Task details:
Please update the passage below on Norway's vaccine laboratories: reproduce it starting at "The public health" and ending at "alone any more.", with "cut costs" changed to "reduce costs".

Norway is closing the laboratories that did the work on which New Zealand's meningococcal B vaccine is based.
The Norwegian Institute of Public Health's internationally respected vaccine research group has been axed because it is too expensive to run.
The group developed the vaccine which has been used as the basis for New Zealand's $200 million immunisation programme.
The New Zealand form of the vaccine, MeNZB, was a variation on the Norwegian vaccine.
A protein in it was changed to specifically combat the strain of meningococcal B bacterium that hit New Zealand in 1981 and has been at epidemic levels for the past 13 years.
The public health institute (FHI) told an Oslo newspaper, Aftenposten, that it needed to cut costs. It said developing vaccines had become so resource-intensive that few nations could do it alone any more.
"Now the work is done, by and large, by big international concerns," said FHI director Geir Stene-Larsen.
He said these massive firms were not always interested in small countries that provided little commercial reward, and it was for precisely this reason that Norway was left to cope with a meningitis B epidemic alone in the late 1970s.

Given data:
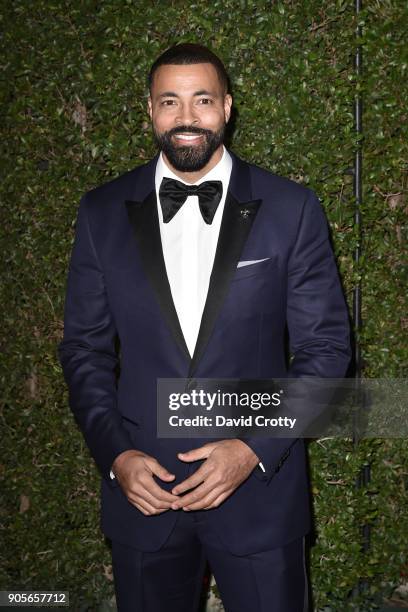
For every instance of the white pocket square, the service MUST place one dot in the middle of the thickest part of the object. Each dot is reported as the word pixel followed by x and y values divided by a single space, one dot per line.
pixel 250 262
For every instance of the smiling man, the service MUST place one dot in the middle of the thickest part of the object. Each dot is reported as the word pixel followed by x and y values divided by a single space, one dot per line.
pixel 197 262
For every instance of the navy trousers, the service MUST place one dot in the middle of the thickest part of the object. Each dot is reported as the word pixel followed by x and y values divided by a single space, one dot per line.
pixel 170 580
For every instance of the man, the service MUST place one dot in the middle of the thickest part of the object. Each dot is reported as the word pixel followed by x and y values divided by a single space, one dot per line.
pixel 198 282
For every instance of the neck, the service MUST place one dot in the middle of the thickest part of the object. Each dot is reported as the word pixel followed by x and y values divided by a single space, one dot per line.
pixel 193 177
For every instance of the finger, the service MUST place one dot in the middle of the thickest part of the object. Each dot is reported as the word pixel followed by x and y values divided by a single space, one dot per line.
pixel 217 501
pixel 159 470
pixel 142 505
pixel 196 496
pixel 205 502
pixel 197 453
pixel 192 481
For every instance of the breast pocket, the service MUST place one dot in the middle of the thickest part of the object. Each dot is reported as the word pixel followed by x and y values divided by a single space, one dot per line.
pixel 253 269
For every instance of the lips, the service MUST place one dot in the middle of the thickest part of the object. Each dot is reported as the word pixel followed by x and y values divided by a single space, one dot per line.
pixel 188 138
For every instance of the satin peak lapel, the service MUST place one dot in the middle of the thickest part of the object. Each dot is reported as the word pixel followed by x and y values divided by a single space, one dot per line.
pixel 145 222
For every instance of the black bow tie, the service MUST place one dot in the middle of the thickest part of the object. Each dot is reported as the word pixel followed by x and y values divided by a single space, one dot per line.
pixel 174 193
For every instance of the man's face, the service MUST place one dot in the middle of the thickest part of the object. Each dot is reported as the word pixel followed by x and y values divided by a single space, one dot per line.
pixel 189 112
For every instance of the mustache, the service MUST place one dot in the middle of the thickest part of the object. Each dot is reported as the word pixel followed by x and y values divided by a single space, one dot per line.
pixel 188 129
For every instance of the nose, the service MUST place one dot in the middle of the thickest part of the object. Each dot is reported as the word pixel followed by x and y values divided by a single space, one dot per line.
pixel 187 115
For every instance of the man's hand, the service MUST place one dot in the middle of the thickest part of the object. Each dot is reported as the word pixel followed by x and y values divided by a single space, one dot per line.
pixel 134 471
pixel 228 463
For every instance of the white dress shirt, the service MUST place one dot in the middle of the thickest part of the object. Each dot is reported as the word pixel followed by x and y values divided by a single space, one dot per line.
pixel 189 245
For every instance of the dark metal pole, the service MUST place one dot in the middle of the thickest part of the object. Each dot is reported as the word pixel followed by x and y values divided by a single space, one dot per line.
pixel 358 162
pixel 365 473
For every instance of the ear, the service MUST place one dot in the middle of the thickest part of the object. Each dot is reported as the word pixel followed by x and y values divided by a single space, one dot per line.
pixel 149 107
pixel 227 107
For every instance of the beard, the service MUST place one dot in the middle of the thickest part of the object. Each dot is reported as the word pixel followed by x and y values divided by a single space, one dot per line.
pixel 185 158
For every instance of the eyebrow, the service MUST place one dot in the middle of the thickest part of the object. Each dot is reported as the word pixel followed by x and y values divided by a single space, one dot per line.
pixel 200 92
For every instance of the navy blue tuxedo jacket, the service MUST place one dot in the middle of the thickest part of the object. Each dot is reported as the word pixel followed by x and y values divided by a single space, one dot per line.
pixel 119 315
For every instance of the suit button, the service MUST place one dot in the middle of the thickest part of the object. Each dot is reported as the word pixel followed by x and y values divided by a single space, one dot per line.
pixel 191 385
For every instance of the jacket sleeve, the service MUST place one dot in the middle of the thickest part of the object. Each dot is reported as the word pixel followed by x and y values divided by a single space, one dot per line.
pixel 87 352
pixel 317 320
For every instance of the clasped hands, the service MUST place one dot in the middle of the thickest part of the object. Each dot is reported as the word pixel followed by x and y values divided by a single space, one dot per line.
pixel 227 464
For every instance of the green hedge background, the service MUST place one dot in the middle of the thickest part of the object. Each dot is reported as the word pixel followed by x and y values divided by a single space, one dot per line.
pixel 74 116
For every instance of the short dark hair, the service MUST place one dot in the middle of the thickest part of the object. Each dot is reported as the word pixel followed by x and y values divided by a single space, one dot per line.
pixel 190 53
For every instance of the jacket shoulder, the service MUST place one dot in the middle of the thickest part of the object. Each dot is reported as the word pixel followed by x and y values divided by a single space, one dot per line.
pixel 265 179
pixel 131 185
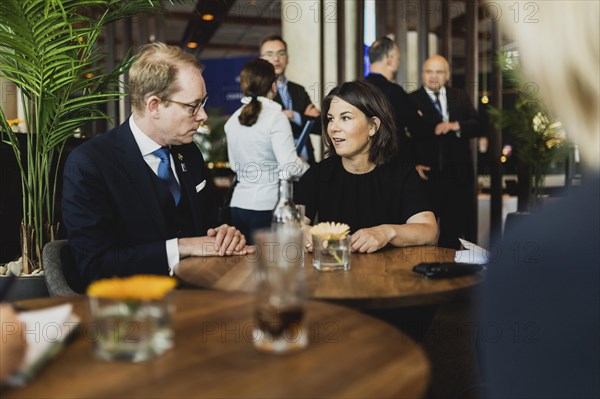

Solution to this exercise:
The public health institute (FHI) told an Oslo newspaper, Aftenposten, that it needed to reduce costs. It said developing vaccines had become so resource-intensive that few nations could do it alone any more.